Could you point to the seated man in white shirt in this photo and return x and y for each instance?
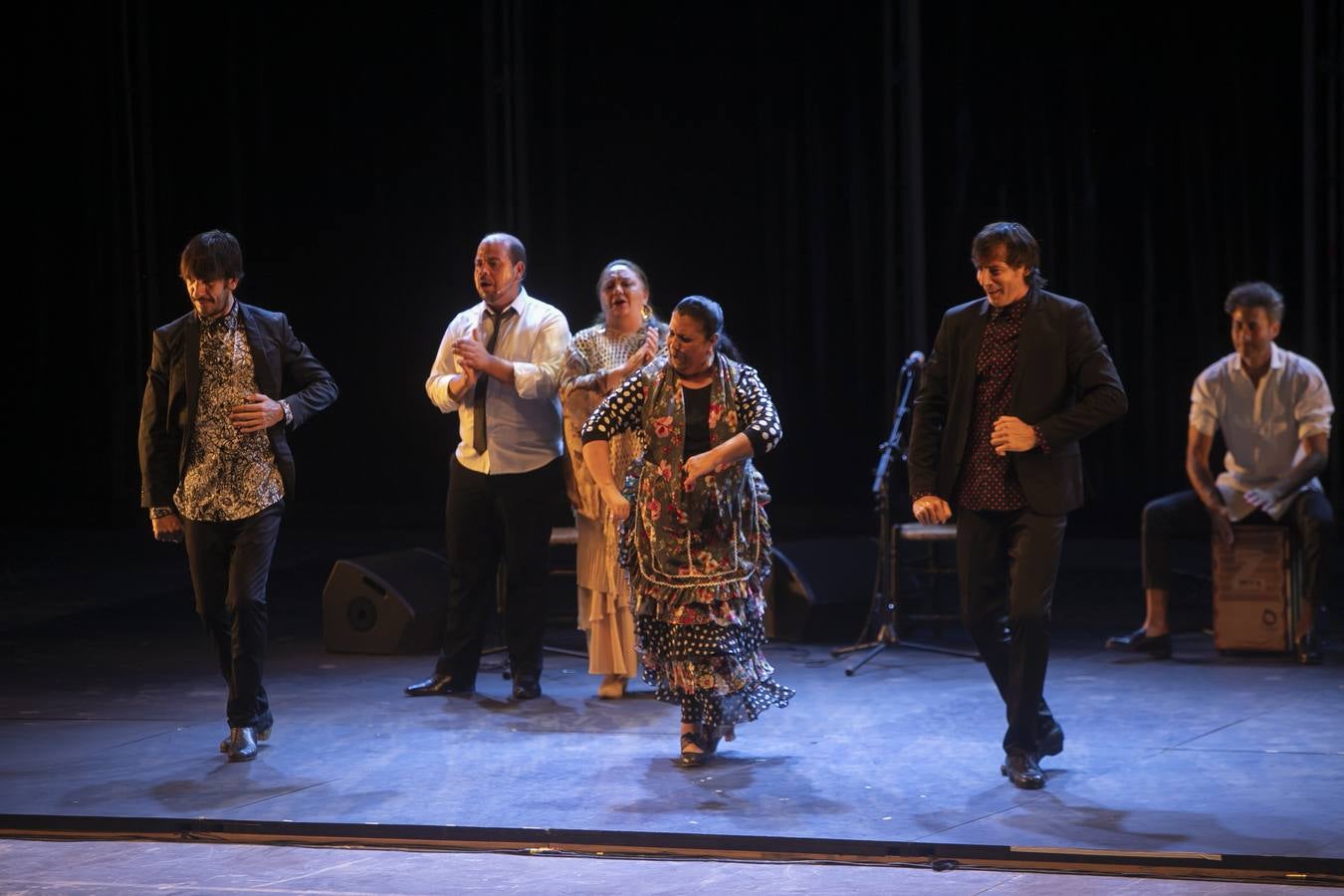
(1273, 408)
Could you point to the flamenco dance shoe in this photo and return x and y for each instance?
(611, 687)
(1023, 772)
(262, 734)
(1137, 641)
(691, 758)
(1051, 743)
(714, 734)
(242, 745)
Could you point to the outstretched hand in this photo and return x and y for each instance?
(256, 414)
(932, 511)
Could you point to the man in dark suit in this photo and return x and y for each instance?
(215, 464)
(1013, 381)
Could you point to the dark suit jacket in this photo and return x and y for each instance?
(1064, 383)
(168, 412)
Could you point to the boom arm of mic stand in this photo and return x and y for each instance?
(879, 480)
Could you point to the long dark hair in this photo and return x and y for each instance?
(709, 315)
(1020, 249)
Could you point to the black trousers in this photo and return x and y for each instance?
(1183, 516)
(490, 518)
(1007, 565)
(230, 563)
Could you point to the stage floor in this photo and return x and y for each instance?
(1209, 754)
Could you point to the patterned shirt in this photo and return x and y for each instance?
(229, 476)
(988, 481)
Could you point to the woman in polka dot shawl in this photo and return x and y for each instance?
(694, 538)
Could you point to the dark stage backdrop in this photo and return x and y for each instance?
(818, 169)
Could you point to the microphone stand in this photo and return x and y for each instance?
(884, 579)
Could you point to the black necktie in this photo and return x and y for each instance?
(479, 395)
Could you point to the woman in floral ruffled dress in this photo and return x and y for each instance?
(695, 538)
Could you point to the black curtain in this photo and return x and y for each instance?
(817, 169)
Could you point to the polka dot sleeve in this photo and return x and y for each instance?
(618, 411)
(761, 422)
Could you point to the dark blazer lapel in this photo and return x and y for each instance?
(971, 352)
(1032, 342)
(266, 380)
(191, 358)
(963, 394)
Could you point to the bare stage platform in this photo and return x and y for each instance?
(1207, 766)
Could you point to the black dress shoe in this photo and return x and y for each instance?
(1051, 743)
(264, 734)
(1160, 646)
(1023, 772)
(437, 685)
(692, 758)
(242, 745)
(526, 688)
(1308, 650)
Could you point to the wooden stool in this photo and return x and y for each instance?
(928, 535)
(1256, 590)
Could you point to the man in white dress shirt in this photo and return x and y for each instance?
(499, 367)
(1273, 408)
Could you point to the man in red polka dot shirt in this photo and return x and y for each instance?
(1013, 381)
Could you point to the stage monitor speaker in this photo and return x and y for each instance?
(386, 603)
(820, 588)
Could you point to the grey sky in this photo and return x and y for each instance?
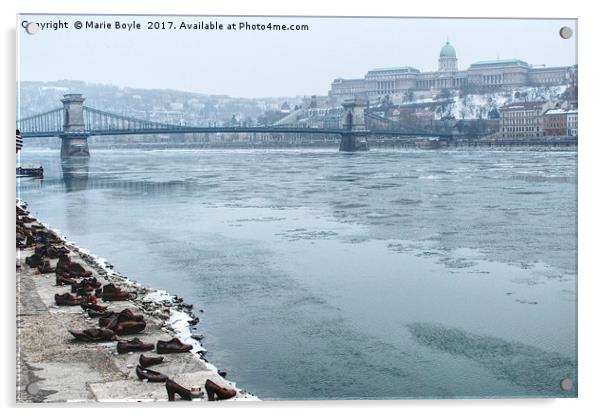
(256, 64)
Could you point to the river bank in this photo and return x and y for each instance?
(53, 367)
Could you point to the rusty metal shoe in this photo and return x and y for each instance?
(172, 346)
(133, 345)
(87, 306)
(44, 267)
(129, 327)
(215, 392)
(150, 375)
(148, 361)
(99, 314)
(94, 334)
(66, 299)
(111, 321)
(174, 388)
(79, 270)
(65, 281)
(112, 292)
(33, 261)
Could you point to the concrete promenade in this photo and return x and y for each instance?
(53, 367)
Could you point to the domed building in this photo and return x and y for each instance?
(397, 82)
(447, 58)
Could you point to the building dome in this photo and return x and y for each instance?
(447, 51)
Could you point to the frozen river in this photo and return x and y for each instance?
(383, 274)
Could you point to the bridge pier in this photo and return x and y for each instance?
(356, 137)
(74, 139)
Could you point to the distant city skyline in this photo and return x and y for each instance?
(269, 64)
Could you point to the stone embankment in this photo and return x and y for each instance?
(52, 366)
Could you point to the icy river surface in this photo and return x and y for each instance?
(382, 274)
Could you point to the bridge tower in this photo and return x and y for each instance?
(353, 120)
(74, 137)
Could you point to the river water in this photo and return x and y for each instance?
(383, 274)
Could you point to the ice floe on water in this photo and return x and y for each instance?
(533, 368)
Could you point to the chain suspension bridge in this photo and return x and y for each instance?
(74, 122)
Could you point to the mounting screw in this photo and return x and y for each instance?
(566, 32)
(32, 28)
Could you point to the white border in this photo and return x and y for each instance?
(590, 347)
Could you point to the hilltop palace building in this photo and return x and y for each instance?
(487, 75)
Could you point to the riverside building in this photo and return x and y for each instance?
(398, 82)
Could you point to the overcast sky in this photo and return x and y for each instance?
(268, 63)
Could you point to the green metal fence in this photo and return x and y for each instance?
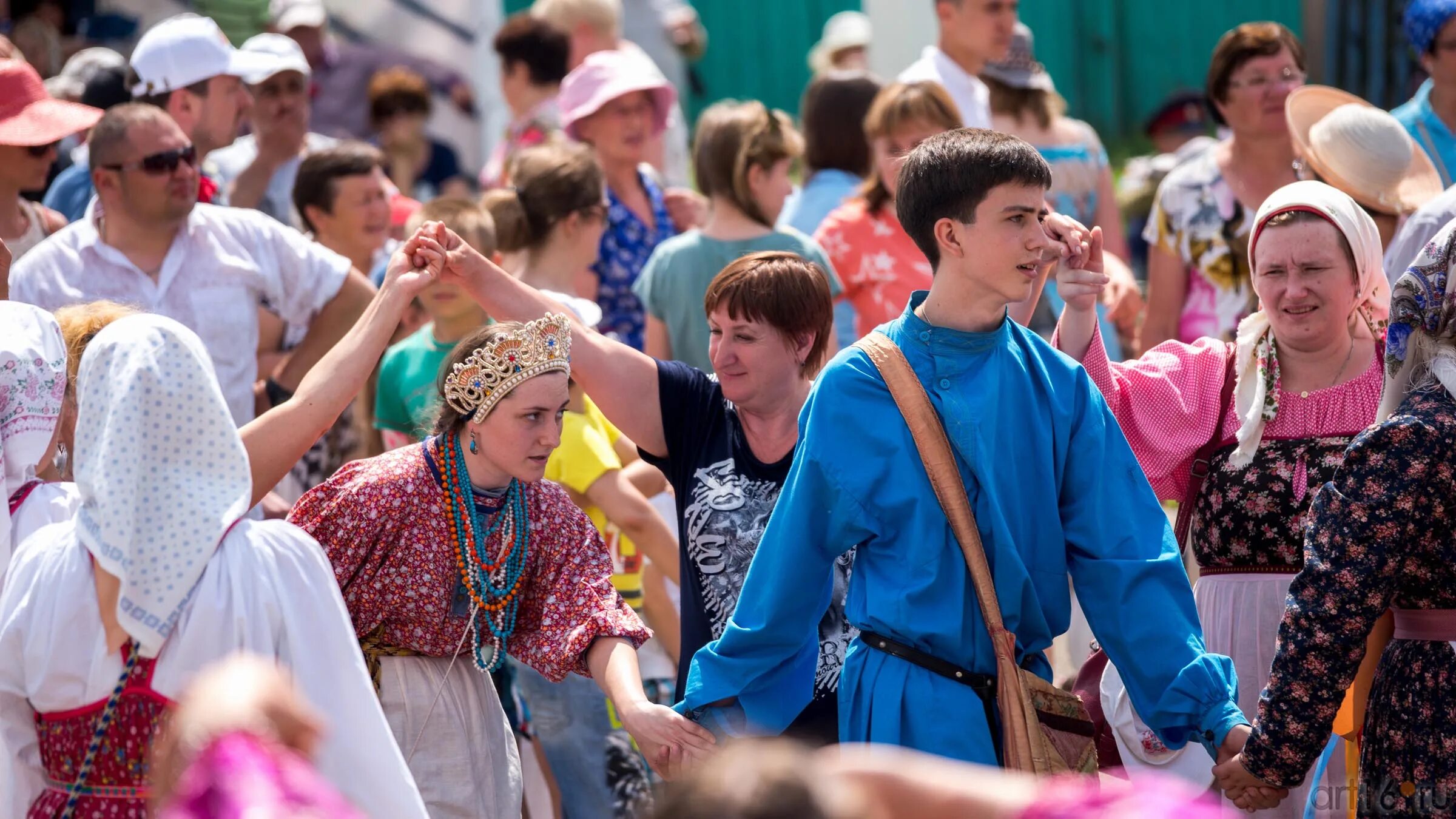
(1117, 60)
(1114, 60)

┄┄┄┄┄┄

### Task to carry out
Although the records contain pictures, your copy should hold only the text, reproduced exactly.

### Finished exercise
Could you point to the seated man in white shirt in this photo and return x and y for each instance?
(1273, 408)
Could you point to the flamenco dance shoe in this photo and return x and y for each instance?
(611, 687)
(1023, 772)
(262, 734)
(1137, 641)
(691, 758)
(1051, 743)
(714, 734)
(242, 745)
Could you point to the outstretched hand in this photo and return x and y for each instance?
(256, 414)
(932, 511)
Could you point to the man in dark suit in this photo and return x and y for each instance?
(215, 464)
(1013, 381)
Could you point to the dark suit jacket in this photo and return x and y for each instance?
(1064, 383)
(168, 412)
Could you point to the boom arm of mic stand in this photo and return x and y for each instance?
(879, 480)
Could you point to the long dark hair in this photo and return x and y for each instance?
(709, 315)
(1020, 249)
Could you point to the black trousers in this photo and return x and y for each instance?
(1183, 516)
(490, 518)
(1007, 565)
(230, 563)
Could you point to the stage floor in this photo and return x and y for each instance?
(1209, 754)
Could you point to the patterned shirt in this photo and return x and y for each instance?
(229, 476)
(988, 481)
Could you point to the woman in polka dot shawl in this photo and return x and y for each instance?
(694, 538)
Could you point to the dark stage backdrop in this photo and return x and y for each instance?
(818, 169)
Could you point to the microphone stand in this photo and return x and y for each instance?
(884, 579)
Could you point to the black necktie in this photo and return x and y for each instance?
(479, 395)
Could you point to the woman in floral ruffled dress in this photo and return x and y for each instance?
(695, 538)
Could you point to the black curtain in this photo and return x and y for each instance?
(817, 169)
Could you point to the polka dot sleeve in this photo and return x and y for each instance?
(618, 411)
(761, 422)
Could you point to the dark blazer lapel in this photo and return x and y for each instance?
(971, 352)
(1032, 342)
(266, 380)
(191, 358)
(963, 394)
Could you point to the bare stage platform in this photo and return x and y for each instance?
(1207, 766)
Could you point to the black dress shoe in this photo and return x and y for each instance?
(1051, 743)
(264, 734)
(1160, 646)
(1023, 772)
(437, 685)
(692, 758)
(242, 745)
(526, 688)
(1308, 650)
Could you point to the wooden stool in this photo and return x and y for each instance?
(928, 535)
(1256, 590)
Could you point to the man in white dress shirt in this photo and return x and y for each instance?
(499, 367)
(1273, 408)
Could you point to the man in red polka dot shirt in this photo and return x and y for each instance?
(1013, 381)
Could you point to the stage monitor speaker in this photo and return x and y for each instance?
(386, 603)
(820, 588)
Could you point to the grey sky in this photo and return x and y for each instance?
(256, 64)
Could you point to the river bank in this photo and return x and y for each instance?
(53, 367)
Could you point to the rusty metal shoe in this photo and return x and y for each instance?
(172, 346)
(133, 345)
(87, 306)
(44, 267)
(129, 327)
(215, 392)
(150, 375)
(148, 361)
(99, 314)
(94, 334)
(66, 299)
(111, 321)
(174, 388)
(79, 270)
(65, 281)
(112, 292)
(33, 261)
Could you point to the concrete promenade in this photo and return x and y for each instance?
(53, 367)
Could you point to the domed building in this photo and return x and y for each instance?
(397, 82)
(447, 58)
Could you point to the building dome in this photo and return x and y for each instance?
(447, 51)
Could you point to the frozen river in this photo and return x and y for each instance?
(383, 274)
Could you point to the bridge pier in this photo and return x and y for each instance?
(356, 137)
(74, 139)
Could you point to the distant city skyline in this photo and return x and y for each instance?
(269, 64)
Could you point to the stone embankment in this photo and return x and y for each instance?
(52, 366)
Could you point to the icy river surface in this photo and return x and y for each instance?
(382, 274)
Could you point to the bridge tower in this photo and return x and y for each instance?
(353, 120)
(74, 137)
Could you point to the river water in this photo and return x and y for each instance?
(383, 274)
Could you point to the ice floe on water in this photo and return x and y for each instance?
(533, 368)
Could you point to the chain suspension bridge in this photo and return x and y for each instance?
(74, 122)
Could you point to the mounting screw in this photo and return x and y for each instance?
(566, 32)
(32, 28)
Could you point to the white border in this photo and return x and y for each instance?
(590, 347)
Could you point to the hilltop palace building in this photo and return x and y for each instance?
(487, 75)
Could you point to the riverside building in this photo and return x and y for each instance?
(398, 82)
Could you point to the overcast sky in this photo and return x and y for each instance?
(268, 63)
Could you point to the green metal fence in this photo and return x and y for each instance?
(1117, 60)
(1114, 60)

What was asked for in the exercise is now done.